INFORMATION SUPPLIED START

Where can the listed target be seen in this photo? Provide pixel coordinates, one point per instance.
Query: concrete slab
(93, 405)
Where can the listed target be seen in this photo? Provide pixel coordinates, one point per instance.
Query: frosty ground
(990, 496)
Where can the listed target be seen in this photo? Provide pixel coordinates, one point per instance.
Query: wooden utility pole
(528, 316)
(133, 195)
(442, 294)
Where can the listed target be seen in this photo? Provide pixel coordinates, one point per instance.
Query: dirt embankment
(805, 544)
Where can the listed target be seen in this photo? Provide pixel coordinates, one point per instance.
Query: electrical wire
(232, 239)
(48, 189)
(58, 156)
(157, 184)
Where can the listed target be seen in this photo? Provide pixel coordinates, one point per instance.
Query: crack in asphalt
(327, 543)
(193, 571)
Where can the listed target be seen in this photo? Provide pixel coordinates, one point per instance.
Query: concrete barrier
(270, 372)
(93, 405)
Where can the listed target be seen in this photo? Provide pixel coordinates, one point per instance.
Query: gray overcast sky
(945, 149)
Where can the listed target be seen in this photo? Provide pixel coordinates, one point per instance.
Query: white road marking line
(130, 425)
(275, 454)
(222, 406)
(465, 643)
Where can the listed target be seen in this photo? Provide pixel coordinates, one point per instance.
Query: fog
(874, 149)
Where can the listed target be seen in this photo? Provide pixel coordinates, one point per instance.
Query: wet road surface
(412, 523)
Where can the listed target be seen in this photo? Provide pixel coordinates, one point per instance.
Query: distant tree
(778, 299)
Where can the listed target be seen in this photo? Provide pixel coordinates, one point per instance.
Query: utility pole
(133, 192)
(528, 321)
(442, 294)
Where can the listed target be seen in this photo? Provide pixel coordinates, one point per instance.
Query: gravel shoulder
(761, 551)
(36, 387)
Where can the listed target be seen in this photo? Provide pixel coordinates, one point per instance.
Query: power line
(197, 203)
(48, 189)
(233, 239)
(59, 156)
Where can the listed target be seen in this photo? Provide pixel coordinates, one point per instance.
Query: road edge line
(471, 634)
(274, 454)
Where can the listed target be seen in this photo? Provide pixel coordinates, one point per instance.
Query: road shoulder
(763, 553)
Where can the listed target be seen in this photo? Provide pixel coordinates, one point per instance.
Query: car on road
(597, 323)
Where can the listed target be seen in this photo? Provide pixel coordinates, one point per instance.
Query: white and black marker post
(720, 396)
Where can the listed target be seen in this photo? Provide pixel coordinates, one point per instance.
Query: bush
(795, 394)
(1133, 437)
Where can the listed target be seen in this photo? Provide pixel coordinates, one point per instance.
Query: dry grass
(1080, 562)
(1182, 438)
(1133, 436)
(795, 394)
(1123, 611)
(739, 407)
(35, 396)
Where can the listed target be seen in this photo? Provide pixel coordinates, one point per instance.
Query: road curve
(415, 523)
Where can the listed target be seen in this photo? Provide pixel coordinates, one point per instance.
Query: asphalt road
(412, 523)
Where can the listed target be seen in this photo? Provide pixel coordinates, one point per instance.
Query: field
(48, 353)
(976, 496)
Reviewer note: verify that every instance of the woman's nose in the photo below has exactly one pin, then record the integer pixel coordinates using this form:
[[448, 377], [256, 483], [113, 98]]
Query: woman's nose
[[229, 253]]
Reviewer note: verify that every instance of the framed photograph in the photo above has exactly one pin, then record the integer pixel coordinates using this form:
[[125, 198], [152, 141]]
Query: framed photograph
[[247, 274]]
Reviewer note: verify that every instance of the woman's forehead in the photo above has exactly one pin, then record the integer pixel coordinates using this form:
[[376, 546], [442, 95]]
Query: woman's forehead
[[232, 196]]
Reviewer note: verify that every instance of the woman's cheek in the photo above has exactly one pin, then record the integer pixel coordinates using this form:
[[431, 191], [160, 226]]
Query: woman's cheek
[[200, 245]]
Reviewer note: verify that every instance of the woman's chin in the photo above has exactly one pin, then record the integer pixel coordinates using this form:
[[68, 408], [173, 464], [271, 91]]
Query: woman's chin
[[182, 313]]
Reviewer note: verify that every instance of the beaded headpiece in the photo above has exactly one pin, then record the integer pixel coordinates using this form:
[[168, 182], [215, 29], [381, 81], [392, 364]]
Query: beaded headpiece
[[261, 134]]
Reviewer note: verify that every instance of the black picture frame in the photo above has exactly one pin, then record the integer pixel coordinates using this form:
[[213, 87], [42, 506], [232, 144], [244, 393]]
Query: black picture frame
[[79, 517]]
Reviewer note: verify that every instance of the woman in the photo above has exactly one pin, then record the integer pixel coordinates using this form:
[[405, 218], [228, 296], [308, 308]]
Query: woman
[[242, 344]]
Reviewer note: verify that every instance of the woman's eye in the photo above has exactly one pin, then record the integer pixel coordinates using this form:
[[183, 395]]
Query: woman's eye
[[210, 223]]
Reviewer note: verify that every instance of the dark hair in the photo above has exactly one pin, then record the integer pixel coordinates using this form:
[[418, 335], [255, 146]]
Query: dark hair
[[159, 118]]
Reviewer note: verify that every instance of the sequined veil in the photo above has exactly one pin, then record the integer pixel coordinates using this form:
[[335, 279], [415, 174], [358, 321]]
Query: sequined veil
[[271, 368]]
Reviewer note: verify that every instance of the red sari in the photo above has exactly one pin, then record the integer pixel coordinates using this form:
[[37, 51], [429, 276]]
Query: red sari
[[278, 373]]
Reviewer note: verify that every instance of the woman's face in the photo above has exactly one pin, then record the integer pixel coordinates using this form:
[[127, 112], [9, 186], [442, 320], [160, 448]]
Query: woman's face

INFORMATION SUPPLIED END

AIM OF THE TASK:
In the listing above, find the line with "Reviewer note: verify that every instance of the black" and the line with "[[335, 279], [415, 174], [358, 321]]"; output exactly those lines and all lines between them.

THE ANSWER:
Reviewer note: verify that every instance of the black picture frame in the photo above has exactly one pin, then record the integer pixel coordinates using this form:
[[213, 87], [42, 506], [232, 144], [244, 393]]
Query: black picture frame
[[79, 517]]
Reviewer note: verify that every instance of the woman in the photo above has exactly one pin, then record the integer pixel coordinates using this form:
[[405, 218], [228, 296], [308, 308]]
Query: woman
[[242, 344]]
Reviewer note: verify that every instance of the woman's eye in the photo above has exactly one pin, then record the integer pixel coordinates using this form:
[[183, 395]]
Query: woman's eye
[[210, 223]]
Reviewer note: verify that every instance of the dark hair in the photo above has exactly one pin, then record the integer pixel coordinates using this form:
[[418, 335], [255, 146]]
Query: dark hair
[[159, 118]]
Reviewer note: verify that every instance of the sequined veil in the photo above has exactly one pin, then record the integer pixel coordinates using this form:
[[335, 279], [415, 174], [358, 321]]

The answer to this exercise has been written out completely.